What is being asked » Rewrite the records below, replacing "drop" with "place" wherever it occurs and leaving every other part of each record unchanged.
------------------------------
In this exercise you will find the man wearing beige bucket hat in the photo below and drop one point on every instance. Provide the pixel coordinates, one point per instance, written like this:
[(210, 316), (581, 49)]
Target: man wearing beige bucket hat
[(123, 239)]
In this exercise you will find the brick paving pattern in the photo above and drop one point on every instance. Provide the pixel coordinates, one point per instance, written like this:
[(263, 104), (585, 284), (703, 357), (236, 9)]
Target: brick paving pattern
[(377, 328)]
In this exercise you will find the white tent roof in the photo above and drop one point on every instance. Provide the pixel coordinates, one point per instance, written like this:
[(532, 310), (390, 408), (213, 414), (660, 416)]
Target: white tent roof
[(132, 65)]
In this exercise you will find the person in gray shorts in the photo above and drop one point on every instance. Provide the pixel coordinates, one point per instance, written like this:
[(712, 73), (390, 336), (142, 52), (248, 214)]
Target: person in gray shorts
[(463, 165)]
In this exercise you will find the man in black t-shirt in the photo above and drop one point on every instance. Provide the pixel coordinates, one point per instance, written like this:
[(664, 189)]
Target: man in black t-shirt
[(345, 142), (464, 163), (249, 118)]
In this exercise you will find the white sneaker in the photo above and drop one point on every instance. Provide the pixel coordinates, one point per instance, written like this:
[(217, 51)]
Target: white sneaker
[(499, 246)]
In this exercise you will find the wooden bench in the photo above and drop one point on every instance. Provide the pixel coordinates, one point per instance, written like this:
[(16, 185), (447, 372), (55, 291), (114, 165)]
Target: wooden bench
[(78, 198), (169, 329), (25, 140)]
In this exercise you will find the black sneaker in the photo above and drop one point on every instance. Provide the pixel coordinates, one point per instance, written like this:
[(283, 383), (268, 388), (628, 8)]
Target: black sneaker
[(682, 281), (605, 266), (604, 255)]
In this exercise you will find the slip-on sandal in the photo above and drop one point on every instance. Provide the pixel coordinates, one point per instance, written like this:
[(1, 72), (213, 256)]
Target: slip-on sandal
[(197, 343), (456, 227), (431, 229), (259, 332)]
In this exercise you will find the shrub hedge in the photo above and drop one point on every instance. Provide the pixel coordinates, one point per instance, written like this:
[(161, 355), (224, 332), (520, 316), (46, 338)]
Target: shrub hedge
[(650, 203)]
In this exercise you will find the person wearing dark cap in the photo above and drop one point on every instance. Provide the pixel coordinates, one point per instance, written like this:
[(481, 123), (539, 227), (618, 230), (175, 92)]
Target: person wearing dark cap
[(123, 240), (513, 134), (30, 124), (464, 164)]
------------------------------
Output of the exercise »
In this exercise you will find the man wearing beige bucket hat in the photo below and place one point on every instance. Provide the pixel coordinates, one point per instance, written like this:
[(210, 316), (581, 49)]
Target: man wearing beige bucket hat
[(123, 239)]
In this exercise you will find the brick paving pattern in the photo above and place one point on every instance. Provide the pixel coordinates, one point per instance, written like this:
[(263, 104), (585, 284), (703, 357), (236, 9)]
Target: brick paving pattern
[(377, 328)]
In this exercise you will find the white tent roof in the photo above and place one point on every instance. Provide the pixel coordinates, one point per instance, written like this:
[(532, 310), (390, 408), (213, 414), (660, 416)]
Target: white tent roof
[(132, 65)]
In this exercise you will find the person in gray shorts in the photo above and place one point on every instance. Provide the pixel coordinates, one point per instance, written like this:
[(712, 73), (390, 336), (142, 52), (248, 214)]
Target: person in gray shorts
[(463, 165)]
In this exercise you will find the man in black t-shirt in the photo above and place one point on every instance. Provide the pixel coordinates, one point per instance, written like this:
[(664, 189)]
Target: man in black t-shirt
[(345, 142), (464, 163), (249, 118)]
In this exercise you will find the white sneaker in the photo above and place one point on every instance. Provide the pixel coordinates, one point per instance, written like this:
[(217, 51)]
Target: white sneaker
[(499, 246)]
In this exercise you will find the wooden bench in the photo above and place one point on every instance. Provide the pixel coordinates, one point per instance, written like this:
[(16, 185), (447, 372), (55, 291), (114, 165)]
Target: wooden bench
[(78, 198), (169, 329), (25, 140)]
In this exercise you will find the black sneaker in the photo above and place one point on every instance. Provide the pixel coordinates, one point per instance, written like this:
[(283, 383), (268, 388), (628, 8)]
Target: black sneaker
[(682, 281), (605, 266), (604, 255)]
In this exercise you will find the slip-on sandal in the photo above and place one point on every instance. Provide the pixel coordinates, one point per instance, written like this:
[(1, 72), (213, 256)]
Target: slip-on sandal
[(197, 343), (456, 227), (431, 229), (259, 332)]
In this exercise you will find the shrub hedge in the photo above and place one point on every instance. Provide the pixel coordinates, one point per instance, written like this:
[(161, 355), (224, 332), (520, 316), (46, 338)]
Target: shrub hedge
[(650, 203)]
In this exercise you will find the person wearing dark cap in the photo above and place one point on every instance. Provide the pixel coordinates, one point per instance, written like this:
[(481, 123), (539, 227), (618, 230), (175, 92)]
Target: person wearing dark cap
[(123, 240), (513, 134), (30, 124), (464, 164)]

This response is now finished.